**WHAT YOU NEED TO DO:** Can you convert the entries below into a two-column CSV with the headers text and answer, one row per entry, with each field in double quotes and any line breaks replaced by spaces?
---- DATA ROWS
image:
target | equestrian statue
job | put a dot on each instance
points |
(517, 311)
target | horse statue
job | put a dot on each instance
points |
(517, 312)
--------
**COMPLETED TASK:**
text,answer
"image: target | equestrian statue job | put a dot on each instance points |","(517, 311)"
"target | horse statue job | put a dot on each instance points |","(517, 312)"